* **What the task requires**
Copy the lines below word for word, from the first to the last, and leave out the pictures.

* **Dataset**
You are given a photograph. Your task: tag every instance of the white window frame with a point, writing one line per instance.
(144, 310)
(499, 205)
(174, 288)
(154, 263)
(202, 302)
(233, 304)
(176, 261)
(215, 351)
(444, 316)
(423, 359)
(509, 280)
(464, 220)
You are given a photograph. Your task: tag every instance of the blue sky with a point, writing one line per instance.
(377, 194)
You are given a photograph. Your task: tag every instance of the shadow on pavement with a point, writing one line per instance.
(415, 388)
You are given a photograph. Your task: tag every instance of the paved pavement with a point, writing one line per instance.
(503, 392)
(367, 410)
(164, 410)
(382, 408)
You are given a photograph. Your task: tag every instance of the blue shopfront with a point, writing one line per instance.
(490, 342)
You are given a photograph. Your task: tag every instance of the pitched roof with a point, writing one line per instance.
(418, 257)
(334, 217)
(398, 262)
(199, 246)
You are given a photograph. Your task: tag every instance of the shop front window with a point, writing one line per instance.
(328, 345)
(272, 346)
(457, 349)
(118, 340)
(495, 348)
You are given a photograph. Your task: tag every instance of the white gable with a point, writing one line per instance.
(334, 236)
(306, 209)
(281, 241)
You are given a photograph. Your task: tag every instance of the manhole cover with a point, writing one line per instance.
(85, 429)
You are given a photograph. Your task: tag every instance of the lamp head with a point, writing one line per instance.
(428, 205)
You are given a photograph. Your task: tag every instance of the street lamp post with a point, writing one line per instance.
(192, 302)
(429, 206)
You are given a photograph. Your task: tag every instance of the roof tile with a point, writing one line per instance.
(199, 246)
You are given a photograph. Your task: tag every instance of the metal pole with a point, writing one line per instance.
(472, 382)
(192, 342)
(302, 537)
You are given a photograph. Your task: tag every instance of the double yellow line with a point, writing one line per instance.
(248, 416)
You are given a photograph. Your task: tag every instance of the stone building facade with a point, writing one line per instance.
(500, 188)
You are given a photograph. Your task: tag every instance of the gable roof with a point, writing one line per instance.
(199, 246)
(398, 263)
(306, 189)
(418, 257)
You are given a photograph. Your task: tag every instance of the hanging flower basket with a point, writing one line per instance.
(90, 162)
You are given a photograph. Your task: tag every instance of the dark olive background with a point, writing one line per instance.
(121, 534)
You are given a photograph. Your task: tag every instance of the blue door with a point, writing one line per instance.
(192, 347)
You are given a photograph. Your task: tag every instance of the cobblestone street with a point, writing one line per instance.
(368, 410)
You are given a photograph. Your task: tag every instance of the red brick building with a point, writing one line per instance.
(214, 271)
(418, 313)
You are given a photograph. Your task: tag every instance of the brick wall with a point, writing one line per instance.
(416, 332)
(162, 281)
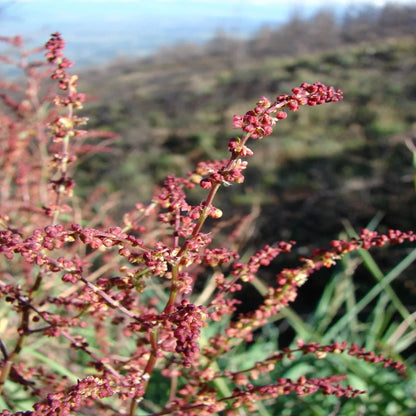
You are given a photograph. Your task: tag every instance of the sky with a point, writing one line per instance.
(111, 28)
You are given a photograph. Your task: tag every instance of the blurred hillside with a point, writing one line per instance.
(345, 161)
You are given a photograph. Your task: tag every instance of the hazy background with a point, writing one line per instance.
(98, 30)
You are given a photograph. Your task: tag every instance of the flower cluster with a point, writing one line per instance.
(151, 304)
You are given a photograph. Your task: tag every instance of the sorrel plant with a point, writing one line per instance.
(94, 311)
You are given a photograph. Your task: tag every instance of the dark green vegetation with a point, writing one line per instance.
(345, 162)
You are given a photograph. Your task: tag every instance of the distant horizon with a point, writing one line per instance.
(106, 28)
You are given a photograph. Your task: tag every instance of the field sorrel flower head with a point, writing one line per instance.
(144, 310)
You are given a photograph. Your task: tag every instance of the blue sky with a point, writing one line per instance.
(138, 27)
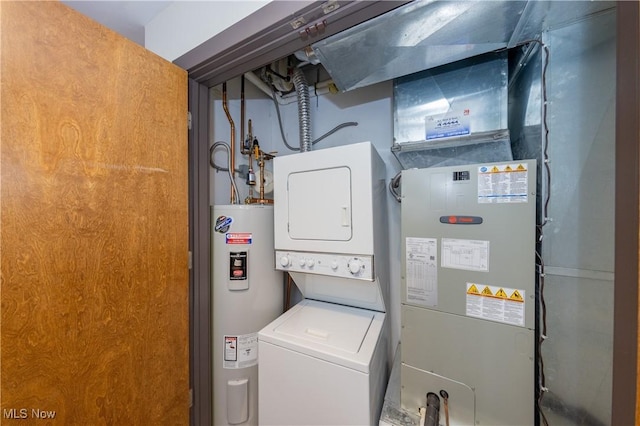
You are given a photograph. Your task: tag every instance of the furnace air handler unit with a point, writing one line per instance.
(468, 291)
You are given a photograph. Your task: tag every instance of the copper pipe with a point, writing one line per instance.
(261, 164)
(232, 143)
(242, 112)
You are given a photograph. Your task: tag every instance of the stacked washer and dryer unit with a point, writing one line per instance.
(324, 361)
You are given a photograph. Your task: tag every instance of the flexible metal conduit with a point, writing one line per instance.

* **Written solution**
You are given a photograph. Your task: tag every instance of the white window frame with a point, writing one line per instance.
(144, 310)
(499, 205)
(174, 288)
(154, 263)
(202, 302)
(233, 304)
(176, 261)
(215, 351)
(444, 316)
(423, 359)
(509, 280)
(464, 220)
You are given a photograph. Your task: tag every instance of the blue sky with a point, writing one line per instance.
(377, 194)
You are given a photograph. Your task: tag every instance of the shadow on pavement with a point, writing one line per instance.
(415, 388)
You are given a photograph. Your task: tag every instance of the paved pavement with a point, writing one line per instance.
(503, 392)
(367, 410)
(164, 410)
(382, 408)
You are given a photograph. Your task: tag every instance of the blue shopfront with a point, writing one line per instance.
(490, 342)
You are given a photograph. Your task: tag every instance of the pitched roof with a point, writing one line per instance.
(418, 257)
(334, 217)
(398, 262)
(199, 246)
You are given a photograph. Your task: tag every instance of the shop front window with a point, writing one line per instance.
(328, 345)
(272, 346)
(457, 349)
(118, 340)
(495, 348)
You are given a photograph. Your task: tag every instance of the white gable with a point, writing one line per instance.
(334, 236)
(306, 209)
(281, 241)
You are given a photograph. Your task: tag every instance of the manhole cover with a point, writing one line per instance.
(85, 429)
You are given a photograph. Your task: tag every instance of the lamp head with a point, writing one line per instance.
(428, 205)
You are given a photograph. Your task: tag every instance of the street lamp post with a point, writing one line per instance.
(192, 302)
(429, 206)
You are given a photograph. Your task: tag every instance of the roof tile with a point, writing one line per instance.
(199, 246)
You are given a photograph. Your task: tag every instance of the metal pole with a point, writing one line per instance.
(472, 382)
(192, 342)
(302, 537)
You are given a photograph. Your task: tag every instance of the double yellow line with a point, writing one line per instance.
(248, 416)
You are given a photograph. Your task: tag every instance of the stone building facade with a point, writing one line per instance.
(500, 188)
You are given a photograph. Your task: tag every instance of the gable roof with a point, writing one line per instance.
(199, 246)
(398, 263)
(306, 189)
(418, 257)
You are given a photograph. Your task: tag every instance of the hanging flower basket with a point, writing one line per instance.
(90, 162)
You are given a photograph. Your task: tag every instance of the dark olive background with a point, writing one line per instance.
(121, 534)
You are given a photograph. Your task: tag every instance of the blue door with a point, writing one line per instance.
(192, 347)
You are given a photograph. Your task: tag every instance of the cobblestone street with a point, writing one line per instance.
(368, 410)
You are given a photograph. Your task: tag every instance of the red brick building with a point, writing one line per instance.
(214, 271)
(418, 313)
You are given a photograph. Your task: tag every instance of the brick wall with a point, writing one line per instance.
(416, 332)
(162, 281)
You are given a photograph. Your task: tag every instance of the sky with a point, writing one line per instance.
(111, 28)
You are given a photograph. Your task: tag every instance of the blurred hillside with a point, writing one line per instance.
(345, 161)
You are given a photograph. Your task: tag every instance of the hazy background with a point, writing one line per instance.
(98, 30)
You are given a photograph. Your task: tag every instance of the flower cluster with a point, writing one line per instance.
(151, 304)
You are given a photograph. Your task: tag every instance of the sorrel plant with a point, writing one line per instance.
(94, 311)
You are given a photograph. Your task: tag every instance of the dark green vegetation with a point, writing one line per instance.
(345, 162)
You are given a photograph. Your task: tag every instance of the distant horizon with a point, writing one line per instance.
(106, 28)
You are given a photograph. Your task: tag every instance of the field sorrel flower head with a point, writing one line per instance.
(144, 310)
You are given a photograph. Your task: tag every instance of the blue sky with a point, writing one line per instance.
(138, 27)
You are given a photograph. Your task: tag every instance of the furnace air handler unit with a point, writing one line per instance.
(468, 291)
You are given a photograph. Your task: tag every instance of the copper pipe with a point, writing one line per instance.
(261, 164)
(232, 143)
(242, 112)
You are given a photograph. Your task: tag every instance of the stacked washer and dryer unit with a point, writing one line per instance.
(324, 361)
You are given a photograph. Your task: tag every instance of the flexible metal conduit with a point, writing one line per instance.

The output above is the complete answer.